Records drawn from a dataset
______

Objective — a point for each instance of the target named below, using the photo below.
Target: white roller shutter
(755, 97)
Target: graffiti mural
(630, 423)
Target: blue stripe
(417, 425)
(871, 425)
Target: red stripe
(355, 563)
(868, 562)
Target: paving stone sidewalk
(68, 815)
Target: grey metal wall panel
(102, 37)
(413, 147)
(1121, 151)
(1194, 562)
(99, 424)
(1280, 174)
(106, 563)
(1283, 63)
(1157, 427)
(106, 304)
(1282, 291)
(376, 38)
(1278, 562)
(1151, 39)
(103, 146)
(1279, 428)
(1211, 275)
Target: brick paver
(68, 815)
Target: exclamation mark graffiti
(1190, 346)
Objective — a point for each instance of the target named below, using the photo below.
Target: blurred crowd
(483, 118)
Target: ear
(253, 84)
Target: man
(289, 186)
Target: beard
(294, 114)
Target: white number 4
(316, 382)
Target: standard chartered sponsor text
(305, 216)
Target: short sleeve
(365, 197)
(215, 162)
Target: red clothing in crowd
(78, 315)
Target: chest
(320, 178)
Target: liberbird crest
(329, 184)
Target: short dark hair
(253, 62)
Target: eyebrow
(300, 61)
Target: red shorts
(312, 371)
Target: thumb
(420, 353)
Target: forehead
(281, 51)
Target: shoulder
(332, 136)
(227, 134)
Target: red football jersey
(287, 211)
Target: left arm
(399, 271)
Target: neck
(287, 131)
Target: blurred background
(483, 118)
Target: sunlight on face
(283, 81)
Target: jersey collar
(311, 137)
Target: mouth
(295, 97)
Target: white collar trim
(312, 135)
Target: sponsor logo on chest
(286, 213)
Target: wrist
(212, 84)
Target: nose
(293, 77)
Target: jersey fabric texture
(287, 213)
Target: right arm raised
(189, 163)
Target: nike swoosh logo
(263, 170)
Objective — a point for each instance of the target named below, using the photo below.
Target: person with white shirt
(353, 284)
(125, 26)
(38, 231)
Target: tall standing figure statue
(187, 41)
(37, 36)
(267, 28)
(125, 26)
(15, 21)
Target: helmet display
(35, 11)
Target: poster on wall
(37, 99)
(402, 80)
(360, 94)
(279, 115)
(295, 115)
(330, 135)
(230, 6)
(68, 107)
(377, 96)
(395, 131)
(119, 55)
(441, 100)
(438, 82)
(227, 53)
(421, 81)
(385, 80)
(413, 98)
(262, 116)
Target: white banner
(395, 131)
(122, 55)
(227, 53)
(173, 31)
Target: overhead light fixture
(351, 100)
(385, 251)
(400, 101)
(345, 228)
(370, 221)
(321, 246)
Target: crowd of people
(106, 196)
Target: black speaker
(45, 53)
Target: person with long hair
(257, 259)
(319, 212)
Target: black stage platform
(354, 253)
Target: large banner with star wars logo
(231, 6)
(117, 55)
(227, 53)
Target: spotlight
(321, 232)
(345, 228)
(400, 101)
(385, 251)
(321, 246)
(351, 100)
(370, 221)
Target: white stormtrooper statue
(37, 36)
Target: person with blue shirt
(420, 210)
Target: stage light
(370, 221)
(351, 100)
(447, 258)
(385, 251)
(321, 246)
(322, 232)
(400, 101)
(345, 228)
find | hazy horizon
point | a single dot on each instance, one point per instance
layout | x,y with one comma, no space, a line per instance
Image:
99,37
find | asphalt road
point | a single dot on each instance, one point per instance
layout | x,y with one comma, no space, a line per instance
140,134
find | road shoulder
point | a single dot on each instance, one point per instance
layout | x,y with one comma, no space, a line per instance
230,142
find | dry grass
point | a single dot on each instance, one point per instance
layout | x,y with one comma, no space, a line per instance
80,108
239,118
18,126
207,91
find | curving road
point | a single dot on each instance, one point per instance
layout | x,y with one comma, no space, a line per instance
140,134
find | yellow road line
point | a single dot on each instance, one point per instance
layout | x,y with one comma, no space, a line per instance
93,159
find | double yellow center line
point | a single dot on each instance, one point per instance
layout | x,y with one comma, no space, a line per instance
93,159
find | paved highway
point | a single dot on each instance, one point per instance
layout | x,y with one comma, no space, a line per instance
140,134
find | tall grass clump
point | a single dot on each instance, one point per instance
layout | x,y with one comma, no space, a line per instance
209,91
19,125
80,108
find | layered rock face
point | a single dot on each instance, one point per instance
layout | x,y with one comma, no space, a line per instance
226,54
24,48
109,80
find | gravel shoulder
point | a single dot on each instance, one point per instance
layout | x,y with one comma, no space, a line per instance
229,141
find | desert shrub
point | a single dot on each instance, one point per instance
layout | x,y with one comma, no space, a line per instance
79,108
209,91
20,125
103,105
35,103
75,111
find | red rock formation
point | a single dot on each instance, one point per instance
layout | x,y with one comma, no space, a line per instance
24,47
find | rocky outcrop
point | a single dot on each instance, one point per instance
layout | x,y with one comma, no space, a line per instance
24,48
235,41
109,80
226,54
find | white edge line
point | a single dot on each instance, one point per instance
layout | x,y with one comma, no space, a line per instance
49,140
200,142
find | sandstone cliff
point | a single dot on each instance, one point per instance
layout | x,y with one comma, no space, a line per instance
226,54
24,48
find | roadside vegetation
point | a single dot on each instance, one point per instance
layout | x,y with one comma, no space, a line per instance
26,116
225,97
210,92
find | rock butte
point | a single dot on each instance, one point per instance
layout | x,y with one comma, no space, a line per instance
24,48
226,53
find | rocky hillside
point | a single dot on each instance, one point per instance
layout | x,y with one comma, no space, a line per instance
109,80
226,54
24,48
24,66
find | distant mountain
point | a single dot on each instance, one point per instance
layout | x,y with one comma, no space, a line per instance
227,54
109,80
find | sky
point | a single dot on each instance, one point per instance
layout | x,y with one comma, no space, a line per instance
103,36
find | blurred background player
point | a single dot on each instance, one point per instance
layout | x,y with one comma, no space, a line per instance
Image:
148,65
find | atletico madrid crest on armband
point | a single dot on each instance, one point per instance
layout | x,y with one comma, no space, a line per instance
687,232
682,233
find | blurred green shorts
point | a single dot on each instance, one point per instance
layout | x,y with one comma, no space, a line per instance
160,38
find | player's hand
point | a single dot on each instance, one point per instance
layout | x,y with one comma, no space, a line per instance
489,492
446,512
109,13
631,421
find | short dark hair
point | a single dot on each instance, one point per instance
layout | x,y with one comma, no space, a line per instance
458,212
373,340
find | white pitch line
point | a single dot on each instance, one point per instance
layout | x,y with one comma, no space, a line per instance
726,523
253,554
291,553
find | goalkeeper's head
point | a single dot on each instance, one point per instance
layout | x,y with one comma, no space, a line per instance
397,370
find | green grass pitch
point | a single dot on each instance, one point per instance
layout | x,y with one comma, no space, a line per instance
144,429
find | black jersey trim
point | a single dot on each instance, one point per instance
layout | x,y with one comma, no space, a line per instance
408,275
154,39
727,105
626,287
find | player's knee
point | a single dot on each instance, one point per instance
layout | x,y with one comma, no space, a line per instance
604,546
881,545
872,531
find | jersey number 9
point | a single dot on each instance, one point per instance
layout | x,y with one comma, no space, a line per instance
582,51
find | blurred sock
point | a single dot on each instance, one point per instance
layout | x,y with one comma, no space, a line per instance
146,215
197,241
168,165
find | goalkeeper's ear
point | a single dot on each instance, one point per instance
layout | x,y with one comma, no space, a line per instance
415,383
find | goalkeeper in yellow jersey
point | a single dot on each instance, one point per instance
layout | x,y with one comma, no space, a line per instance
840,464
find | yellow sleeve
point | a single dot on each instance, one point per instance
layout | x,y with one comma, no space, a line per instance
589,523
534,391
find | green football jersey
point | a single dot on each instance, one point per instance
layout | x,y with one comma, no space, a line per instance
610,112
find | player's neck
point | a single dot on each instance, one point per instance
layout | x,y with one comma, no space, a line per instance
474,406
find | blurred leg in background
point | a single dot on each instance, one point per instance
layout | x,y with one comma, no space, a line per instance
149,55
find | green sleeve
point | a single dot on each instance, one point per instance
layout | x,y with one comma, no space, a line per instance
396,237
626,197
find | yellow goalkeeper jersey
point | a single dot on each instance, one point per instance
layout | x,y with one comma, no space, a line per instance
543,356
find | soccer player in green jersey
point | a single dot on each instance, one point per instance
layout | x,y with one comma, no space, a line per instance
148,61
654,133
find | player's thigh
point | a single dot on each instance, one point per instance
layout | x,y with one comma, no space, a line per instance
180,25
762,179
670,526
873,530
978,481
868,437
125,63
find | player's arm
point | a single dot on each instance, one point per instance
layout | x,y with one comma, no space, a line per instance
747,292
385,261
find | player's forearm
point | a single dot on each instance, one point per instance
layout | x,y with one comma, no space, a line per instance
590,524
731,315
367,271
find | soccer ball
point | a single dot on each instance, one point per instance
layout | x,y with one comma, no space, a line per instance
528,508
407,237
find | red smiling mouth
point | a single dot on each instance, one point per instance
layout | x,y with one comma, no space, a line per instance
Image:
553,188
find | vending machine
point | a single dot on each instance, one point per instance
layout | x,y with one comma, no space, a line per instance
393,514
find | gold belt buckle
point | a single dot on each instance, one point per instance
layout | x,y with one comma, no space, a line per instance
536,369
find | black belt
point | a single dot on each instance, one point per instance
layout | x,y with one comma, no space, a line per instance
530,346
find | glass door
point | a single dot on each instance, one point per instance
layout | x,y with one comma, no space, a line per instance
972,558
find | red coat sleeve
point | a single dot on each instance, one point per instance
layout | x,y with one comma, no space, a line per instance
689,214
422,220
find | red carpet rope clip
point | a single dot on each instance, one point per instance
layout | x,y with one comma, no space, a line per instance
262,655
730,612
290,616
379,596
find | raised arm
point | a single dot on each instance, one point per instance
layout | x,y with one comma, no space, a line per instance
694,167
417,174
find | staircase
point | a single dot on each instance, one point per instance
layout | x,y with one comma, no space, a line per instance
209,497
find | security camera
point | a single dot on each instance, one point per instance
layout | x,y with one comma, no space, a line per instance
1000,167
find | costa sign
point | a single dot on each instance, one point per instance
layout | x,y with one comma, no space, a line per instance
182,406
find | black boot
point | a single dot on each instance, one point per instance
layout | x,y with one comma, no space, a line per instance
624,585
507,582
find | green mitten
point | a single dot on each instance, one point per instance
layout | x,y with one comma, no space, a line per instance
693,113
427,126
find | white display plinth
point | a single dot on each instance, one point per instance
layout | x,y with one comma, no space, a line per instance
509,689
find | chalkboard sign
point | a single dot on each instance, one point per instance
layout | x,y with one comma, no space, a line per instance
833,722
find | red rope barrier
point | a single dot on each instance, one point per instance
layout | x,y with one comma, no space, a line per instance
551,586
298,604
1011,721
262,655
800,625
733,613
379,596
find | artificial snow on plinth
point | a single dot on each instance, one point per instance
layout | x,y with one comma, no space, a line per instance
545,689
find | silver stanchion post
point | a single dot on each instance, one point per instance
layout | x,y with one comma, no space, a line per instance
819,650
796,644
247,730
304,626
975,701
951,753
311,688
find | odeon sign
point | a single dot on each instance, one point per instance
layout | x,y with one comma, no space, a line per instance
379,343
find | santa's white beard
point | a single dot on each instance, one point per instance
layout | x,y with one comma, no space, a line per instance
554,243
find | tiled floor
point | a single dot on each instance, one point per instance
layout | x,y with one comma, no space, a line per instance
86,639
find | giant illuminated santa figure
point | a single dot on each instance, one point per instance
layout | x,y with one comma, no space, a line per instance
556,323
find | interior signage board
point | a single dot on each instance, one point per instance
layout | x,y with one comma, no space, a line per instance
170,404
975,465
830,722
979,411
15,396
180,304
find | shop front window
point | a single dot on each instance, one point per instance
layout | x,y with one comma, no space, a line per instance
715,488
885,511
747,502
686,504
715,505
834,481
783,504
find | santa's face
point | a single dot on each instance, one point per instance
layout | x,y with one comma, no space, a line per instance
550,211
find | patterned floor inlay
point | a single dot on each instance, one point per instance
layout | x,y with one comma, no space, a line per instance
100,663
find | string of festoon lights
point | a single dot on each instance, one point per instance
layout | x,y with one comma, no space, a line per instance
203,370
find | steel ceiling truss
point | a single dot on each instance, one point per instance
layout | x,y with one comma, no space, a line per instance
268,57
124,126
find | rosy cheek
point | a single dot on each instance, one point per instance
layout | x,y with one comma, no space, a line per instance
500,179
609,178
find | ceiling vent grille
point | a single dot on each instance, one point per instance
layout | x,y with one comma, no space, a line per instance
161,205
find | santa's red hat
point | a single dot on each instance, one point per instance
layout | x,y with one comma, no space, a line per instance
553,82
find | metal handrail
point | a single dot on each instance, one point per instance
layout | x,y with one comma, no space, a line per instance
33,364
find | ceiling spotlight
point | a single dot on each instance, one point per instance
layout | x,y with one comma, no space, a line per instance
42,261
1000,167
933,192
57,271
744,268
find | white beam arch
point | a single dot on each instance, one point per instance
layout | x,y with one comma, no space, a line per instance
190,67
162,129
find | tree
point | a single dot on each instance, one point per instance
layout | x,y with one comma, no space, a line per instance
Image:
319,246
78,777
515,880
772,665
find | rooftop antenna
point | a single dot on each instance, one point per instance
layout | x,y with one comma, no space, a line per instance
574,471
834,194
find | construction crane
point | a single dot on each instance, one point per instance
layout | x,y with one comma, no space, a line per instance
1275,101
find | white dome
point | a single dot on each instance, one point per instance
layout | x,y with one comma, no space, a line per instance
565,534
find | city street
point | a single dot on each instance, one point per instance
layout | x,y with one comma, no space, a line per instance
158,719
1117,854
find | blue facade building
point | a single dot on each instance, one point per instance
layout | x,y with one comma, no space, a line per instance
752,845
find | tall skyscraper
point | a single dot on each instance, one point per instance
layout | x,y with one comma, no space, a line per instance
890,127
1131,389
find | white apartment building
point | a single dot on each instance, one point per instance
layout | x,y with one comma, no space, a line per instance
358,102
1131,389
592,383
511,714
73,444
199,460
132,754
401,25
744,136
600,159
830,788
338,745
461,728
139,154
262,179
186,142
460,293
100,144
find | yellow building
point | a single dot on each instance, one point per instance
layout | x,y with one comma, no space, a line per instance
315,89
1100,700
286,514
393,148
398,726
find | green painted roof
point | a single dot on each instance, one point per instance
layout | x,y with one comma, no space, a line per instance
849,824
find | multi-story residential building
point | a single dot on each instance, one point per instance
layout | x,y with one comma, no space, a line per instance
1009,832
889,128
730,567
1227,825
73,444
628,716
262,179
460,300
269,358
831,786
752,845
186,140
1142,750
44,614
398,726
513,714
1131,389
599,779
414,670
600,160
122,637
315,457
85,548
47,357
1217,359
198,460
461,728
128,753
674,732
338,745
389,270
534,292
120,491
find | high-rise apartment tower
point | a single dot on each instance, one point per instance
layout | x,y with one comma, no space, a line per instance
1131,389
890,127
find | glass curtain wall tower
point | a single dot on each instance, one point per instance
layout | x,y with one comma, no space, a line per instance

______

YOUR TASK =
Looking at the data above, say how many lines include the string "ceiling" and add nothing.

EXPECTED ANSWER =
3